The answer must be every line below that holds the word "forest".
─── Data shown
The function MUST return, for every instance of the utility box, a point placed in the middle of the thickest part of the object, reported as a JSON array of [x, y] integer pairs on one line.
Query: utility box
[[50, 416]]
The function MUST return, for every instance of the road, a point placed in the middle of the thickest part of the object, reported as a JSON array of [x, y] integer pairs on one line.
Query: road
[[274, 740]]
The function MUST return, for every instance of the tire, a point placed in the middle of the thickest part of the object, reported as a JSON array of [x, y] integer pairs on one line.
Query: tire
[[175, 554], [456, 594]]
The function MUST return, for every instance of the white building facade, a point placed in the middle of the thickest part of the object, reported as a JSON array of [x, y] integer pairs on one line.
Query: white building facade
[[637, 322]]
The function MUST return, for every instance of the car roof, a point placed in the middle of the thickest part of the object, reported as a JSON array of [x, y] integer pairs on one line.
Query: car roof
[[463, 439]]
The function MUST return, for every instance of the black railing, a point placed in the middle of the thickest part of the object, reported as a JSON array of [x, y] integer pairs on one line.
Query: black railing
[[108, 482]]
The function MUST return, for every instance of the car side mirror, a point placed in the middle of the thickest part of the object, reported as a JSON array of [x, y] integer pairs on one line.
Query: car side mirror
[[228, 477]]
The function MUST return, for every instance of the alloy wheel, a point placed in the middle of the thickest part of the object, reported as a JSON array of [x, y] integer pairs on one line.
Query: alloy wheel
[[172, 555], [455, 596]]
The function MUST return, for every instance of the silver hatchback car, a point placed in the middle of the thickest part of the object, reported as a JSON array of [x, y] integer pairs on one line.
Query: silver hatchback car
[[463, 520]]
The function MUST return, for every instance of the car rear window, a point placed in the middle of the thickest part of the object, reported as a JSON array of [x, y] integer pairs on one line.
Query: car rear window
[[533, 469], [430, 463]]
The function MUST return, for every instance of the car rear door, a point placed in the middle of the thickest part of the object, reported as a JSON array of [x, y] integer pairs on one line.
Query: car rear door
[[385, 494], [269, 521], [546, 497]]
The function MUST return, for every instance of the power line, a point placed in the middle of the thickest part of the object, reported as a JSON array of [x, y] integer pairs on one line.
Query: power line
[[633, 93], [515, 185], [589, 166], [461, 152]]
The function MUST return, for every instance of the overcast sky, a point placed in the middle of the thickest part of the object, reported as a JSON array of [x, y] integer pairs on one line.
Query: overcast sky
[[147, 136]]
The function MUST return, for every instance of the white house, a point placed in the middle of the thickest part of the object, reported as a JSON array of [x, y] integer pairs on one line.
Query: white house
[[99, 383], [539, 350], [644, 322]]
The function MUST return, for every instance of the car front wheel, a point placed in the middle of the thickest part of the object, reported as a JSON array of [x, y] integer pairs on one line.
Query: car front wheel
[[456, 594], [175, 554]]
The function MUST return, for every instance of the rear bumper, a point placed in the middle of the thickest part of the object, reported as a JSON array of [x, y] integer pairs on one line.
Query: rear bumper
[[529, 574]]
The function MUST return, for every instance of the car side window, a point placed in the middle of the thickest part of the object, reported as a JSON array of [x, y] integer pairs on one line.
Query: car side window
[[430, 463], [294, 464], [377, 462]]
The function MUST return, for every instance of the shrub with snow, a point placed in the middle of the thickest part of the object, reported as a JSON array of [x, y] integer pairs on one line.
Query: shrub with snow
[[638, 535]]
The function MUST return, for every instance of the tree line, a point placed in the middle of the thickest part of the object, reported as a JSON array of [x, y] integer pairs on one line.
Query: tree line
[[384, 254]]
──────
─── Data shown
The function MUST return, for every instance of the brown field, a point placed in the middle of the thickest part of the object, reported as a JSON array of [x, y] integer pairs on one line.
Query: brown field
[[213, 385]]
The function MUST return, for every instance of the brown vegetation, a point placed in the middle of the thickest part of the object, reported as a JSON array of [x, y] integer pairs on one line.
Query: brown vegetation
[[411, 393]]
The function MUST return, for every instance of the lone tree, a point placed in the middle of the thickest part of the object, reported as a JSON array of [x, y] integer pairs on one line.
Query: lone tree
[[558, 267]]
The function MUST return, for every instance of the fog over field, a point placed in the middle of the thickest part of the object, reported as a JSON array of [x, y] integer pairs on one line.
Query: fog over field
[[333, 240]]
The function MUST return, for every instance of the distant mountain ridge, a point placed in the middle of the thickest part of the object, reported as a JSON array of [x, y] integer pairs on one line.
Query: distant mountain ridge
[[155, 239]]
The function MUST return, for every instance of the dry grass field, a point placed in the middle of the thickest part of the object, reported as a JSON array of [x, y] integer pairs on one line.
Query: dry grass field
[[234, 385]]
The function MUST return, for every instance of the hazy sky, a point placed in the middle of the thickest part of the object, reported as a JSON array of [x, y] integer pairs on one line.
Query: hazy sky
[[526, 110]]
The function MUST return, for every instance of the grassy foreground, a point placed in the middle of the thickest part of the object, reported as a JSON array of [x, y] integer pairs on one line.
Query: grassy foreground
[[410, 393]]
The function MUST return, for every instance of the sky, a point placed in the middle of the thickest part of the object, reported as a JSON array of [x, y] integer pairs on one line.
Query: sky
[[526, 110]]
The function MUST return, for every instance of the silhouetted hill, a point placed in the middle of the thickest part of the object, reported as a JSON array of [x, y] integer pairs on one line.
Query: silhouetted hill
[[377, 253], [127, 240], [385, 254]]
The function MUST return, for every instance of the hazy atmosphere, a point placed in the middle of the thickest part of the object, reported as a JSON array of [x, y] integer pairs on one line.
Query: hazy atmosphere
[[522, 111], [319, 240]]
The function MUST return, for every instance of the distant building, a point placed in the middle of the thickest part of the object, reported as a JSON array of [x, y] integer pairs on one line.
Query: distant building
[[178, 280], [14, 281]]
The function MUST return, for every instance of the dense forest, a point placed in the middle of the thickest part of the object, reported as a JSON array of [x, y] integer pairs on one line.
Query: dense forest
──────
Response to this exercise -
The function MUST return, for every instance of the dense forest, a point placed in the middle of the thickest part of the object, reported as a JSON array of [x, y] integer pairs on one line.
Query: dense forest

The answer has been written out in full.